▶ _COMPLETA QUANTO SEGUE_
a - Nell'articolo sulle pensioni, per quale data il ministro Paolo Ferrero annunciava una proposta di Rifondazione sulle pensioni?
b - Scrivi il seguito dell'articolo sulle pensioni, ripartendo subito dopo la sua ultima frase.

▶ _TESTO PROPOSTO_
┏━━

Riprendiamoci le pensioni e il tfr!
Costruiamo i Comitati difesa pensioni pubbliche e Tfr, e contro la precarietà
Antonino Marceca
Il presidente del Consiglio, Romano Prodi, ottenuto il voto di fiducia in Senato sulla manovra finanziaria 2007, in dichiarazioni alla grande stampa borghese fissava i prossimi obiettivi del governo: interventi strutturali, tra cui le pensioni, per far tornare competitiva l’economia italiana e “ritornare in gara tra i primi della classe in Europa”.
Nelle stesse ore, all’inizio della seconda metà di dicembre, in un gioco delle parti rilasciavano interviste a La Repubblica, il ministro del Lavoro (Ds), Cesare Damiano, e a l’Unità, il ministro della Solidarietà Sociale (Prc), Paolo Ferrero, proprio sulle pensioni. Il ministro Damiano dopo essersi dichiarato d’accordo con il segretario di Rifondazione, Franco Giordano, sulla necessità di una posizione comune del governo e dei sindacati sulle pensioni, ricordava come “le linee direttive sono state già indicate nel Programma e poi nel Memorandum sulle pensioni”. La richiesta del ministro Damiano alla sinistra di governo e ai sindacati concertativi, considerata la “delicatezza della questione” che potrebbe suscitare forte proteste tra i lavoratori, come si è visto alla Fiat Mirafiori, è quella di essere coerenti con il compito loro affidato: tenere al guinzaglio i lavoratori e le masse popolari.
Il ministro Paolo Ferrero, dopo essersi richiamato anche lui al Programma dell’Unione, annunciava per il 18 gennaio una proposta di Rifondazione sulle pensioni; nel contempo, si diceva d’accordo con il principio dell’aumento dell’età pensionabile, aggiungendo che su questo tema il governo dovrà comunque avere una proposta comune. Dopo aver assistito alle ripetute ed inutili dichiarazioni del ministro di Rifondazione a proposito della manovra finanziaria, appare improponibile attenderci una rottura di Rifondazione con i liberali sul terreno delle pensioni, tanto più che i gruppi dirigenti delle minoranze critiche interne al partito di Bertinotti e Giordano hanno capitolato al governo dei padroni.
La distruzione del sistema pensionistico pubblico è stato, in questi anni, il chiodo fisso di tutti i governi sia di centrodestra che di centrosinistra. Un attacco iniziato all’inizio degli anni ’90 con il governo Amato.

┗━━

▶ _Estratti di dataset sull'indicazione di oggetti_
┏━━

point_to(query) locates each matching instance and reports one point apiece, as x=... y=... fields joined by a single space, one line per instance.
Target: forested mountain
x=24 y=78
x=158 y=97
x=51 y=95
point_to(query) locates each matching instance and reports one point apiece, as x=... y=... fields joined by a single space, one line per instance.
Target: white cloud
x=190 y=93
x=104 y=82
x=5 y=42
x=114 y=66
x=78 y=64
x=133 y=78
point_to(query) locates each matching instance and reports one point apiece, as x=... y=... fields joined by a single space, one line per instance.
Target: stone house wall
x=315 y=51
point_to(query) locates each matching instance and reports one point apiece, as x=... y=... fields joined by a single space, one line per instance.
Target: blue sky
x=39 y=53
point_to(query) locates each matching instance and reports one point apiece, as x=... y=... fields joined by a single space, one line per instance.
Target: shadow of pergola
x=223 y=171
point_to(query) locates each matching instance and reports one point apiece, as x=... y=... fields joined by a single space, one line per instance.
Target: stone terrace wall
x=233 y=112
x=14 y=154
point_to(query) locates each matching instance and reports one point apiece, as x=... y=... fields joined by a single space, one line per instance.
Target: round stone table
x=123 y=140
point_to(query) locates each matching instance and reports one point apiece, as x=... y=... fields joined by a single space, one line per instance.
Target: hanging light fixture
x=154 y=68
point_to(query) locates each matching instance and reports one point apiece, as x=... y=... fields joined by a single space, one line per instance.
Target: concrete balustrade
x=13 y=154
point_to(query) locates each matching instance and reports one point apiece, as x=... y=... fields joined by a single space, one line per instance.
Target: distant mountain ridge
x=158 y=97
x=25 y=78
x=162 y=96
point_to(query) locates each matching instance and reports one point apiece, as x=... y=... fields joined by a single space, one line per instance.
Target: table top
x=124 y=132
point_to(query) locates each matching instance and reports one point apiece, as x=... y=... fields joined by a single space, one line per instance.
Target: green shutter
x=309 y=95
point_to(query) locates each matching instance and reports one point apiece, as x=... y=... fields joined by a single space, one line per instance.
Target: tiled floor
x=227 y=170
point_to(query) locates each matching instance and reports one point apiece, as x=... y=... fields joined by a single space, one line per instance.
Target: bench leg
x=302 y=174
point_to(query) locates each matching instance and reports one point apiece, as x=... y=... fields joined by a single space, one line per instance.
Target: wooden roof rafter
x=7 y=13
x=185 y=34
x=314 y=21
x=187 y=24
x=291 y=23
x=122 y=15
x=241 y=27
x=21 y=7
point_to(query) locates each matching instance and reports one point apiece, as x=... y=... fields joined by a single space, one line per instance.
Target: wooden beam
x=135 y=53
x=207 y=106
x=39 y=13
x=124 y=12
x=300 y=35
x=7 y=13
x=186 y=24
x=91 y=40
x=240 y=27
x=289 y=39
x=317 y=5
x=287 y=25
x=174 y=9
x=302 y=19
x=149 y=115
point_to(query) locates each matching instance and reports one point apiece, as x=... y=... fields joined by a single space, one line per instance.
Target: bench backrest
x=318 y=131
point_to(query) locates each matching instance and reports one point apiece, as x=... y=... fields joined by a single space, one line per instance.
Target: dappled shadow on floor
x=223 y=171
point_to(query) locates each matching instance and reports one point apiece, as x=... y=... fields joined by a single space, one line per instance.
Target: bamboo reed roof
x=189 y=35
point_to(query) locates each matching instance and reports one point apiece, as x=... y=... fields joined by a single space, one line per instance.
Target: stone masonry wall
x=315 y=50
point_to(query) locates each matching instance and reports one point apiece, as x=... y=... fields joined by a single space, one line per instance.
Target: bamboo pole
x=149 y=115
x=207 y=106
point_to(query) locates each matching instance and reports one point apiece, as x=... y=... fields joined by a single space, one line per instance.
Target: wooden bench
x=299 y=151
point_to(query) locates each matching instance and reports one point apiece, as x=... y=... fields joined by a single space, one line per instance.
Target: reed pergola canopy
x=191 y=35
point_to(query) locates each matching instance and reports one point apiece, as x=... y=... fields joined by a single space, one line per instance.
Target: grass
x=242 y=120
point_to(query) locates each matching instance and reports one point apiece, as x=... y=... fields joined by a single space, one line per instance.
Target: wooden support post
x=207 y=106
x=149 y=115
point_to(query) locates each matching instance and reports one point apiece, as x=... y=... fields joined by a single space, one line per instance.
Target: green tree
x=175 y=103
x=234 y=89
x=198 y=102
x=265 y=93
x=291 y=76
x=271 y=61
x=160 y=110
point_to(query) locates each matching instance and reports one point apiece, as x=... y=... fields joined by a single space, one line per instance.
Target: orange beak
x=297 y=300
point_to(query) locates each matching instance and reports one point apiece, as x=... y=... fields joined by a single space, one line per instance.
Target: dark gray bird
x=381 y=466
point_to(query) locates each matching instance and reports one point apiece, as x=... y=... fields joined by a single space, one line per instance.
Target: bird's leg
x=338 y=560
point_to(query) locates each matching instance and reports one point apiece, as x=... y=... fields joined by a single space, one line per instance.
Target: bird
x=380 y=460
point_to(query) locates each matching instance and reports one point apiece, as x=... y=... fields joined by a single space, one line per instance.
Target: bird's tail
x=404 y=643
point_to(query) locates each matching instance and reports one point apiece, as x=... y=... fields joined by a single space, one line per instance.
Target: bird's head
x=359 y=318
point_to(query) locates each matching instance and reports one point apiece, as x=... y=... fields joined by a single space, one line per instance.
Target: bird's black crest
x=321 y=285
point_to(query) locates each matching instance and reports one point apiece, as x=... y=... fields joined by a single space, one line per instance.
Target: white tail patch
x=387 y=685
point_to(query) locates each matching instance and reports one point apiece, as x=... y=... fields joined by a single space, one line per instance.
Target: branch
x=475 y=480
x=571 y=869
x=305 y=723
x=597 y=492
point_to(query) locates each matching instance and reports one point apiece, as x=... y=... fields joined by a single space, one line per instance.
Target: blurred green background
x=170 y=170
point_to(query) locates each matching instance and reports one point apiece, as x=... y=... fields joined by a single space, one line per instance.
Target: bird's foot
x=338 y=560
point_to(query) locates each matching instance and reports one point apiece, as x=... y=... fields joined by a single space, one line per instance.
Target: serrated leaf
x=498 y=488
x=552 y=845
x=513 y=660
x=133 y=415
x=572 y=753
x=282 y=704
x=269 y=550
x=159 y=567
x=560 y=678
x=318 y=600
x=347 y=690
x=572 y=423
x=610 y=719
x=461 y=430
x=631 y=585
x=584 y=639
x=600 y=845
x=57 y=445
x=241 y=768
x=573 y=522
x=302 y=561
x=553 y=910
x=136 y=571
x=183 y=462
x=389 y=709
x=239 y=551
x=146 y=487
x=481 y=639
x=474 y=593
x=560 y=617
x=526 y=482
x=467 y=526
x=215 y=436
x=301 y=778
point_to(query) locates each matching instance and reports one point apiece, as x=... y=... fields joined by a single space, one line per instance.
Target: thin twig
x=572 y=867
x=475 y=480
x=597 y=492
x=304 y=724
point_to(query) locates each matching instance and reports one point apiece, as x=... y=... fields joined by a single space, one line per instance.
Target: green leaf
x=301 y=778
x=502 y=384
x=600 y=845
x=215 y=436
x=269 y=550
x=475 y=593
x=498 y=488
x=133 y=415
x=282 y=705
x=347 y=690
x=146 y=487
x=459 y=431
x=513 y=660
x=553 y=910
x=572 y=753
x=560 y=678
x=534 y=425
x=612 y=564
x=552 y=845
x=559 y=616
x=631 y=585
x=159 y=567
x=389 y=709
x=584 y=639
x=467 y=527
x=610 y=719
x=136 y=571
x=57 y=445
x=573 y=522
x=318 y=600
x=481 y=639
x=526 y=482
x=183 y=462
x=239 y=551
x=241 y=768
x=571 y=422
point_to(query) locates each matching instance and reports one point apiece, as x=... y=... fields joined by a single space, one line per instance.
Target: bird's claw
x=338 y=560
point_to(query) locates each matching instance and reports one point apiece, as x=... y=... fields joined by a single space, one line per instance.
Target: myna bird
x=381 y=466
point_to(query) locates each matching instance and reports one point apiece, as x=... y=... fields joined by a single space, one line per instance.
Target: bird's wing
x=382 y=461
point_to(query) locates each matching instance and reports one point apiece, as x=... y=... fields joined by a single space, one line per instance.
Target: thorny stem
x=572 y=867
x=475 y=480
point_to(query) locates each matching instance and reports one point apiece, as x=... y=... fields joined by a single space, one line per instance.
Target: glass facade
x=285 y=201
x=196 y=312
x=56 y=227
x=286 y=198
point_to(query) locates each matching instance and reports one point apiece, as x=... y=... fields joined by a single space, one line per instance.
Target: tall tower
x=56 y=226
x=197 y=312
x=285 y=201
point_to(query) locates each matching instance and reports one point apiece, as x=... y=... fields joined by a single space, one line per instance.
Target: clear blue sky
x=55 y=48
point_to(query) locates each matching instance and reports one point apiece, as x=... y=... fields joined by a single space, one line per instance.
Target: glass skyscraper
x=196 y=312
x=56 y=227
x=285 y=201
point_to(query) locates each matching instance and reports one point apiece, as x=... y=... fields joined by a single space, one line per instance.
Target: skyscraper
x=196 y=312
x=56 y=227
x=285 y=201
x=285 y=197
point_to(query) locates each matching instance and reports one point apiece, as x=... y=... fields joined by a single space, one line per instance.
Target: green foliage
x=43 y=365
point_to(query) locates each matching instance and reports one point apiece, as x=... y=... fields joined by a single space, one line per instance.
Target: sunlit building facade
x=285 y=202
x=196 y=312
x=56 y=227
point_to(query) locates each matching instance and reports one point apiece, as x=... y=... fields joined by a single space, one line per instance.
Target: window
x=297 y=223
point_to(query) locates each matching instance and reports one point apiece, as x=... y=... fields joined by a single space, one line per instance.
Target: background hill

┗━━

▶ _RISPOSTE AI COMPITI_
a - Per il 18 gennaio.

b -
Attacco alle pensioni
Nel 1992 il governo Amato iniziò l’attacco alle pensioni innalzando la pensione di vecchiaia a 65 anni per gli uomini e a 60 anni per le donne e stabilendo un minimo contributivo di venti anni per andare in pensione. Ma era solo l’inizio. Il primo governo Berlusconi, nel 1994, tentò la prima spallata introducendo, per la prima volta, l’idea nefasta dei disincentivi per chi andava in pensione prima dei 60 anni di età. La lotta dei lavoratori costrinse il governo a retrocedere dall’intenzione di introdurre il tema delle pensioni nella Finanziaria 1995. Ma fu con il successivo governo Dini, centrosinistra, che i poteri forti del paese, sostenuti dai sindacati concertativi, demolirono l’impianto pensionistico pubblico introducendo il sistema contributivo: all’inizio, proprio per dividere i lavoratori, solo per i più giovani.
Iniziò quindi lo smantellamento del sistema previdenziale pubblico retributivo, un sistema che garantiva un tasso di sostituzione (rapporto tra ultima retribuzione e pensione) dignitoso, intorno al 70-80%; inoltre costituiva un’importante collante solidaristico generazionale tra i lavoratori. L’introduzione del sistema contributivo, legato ai contributi versati, non solo spezza qualsiasi meccanismo di solidarietà intergenerazionale, ma determina una drastica riduzione, nel tempo, del tasso di sostituzione, fino a scendere sotto il 50%. Una riduzione per i lavoratori precari ancora più devastante, proprio per l’assenza di qualsiasi garanzia di continuità occupazionale. Ma di fatto tutti i pensionati vedranno precarizzata la propria esistenza. Con la riforma Dini, inoltre, l’anzianità lavorativa sarà sempre più legata all’età del lavoratore: 35 anni di contributi e 57 anni di età, solo con 40 anni di contributi non c’è limite di età.
Il primo governo Prodi, nel 1997, introdusse altri ostacoli alla pensione di anzianità: si va in pensione non quando si matura il diritto, ma in apposite finestre d’uscita. Le nefandezze introdotte dai governi di centrosinistra ricevono il plauso di Agnelli, ma non dei lavoratori e delle masse popolari.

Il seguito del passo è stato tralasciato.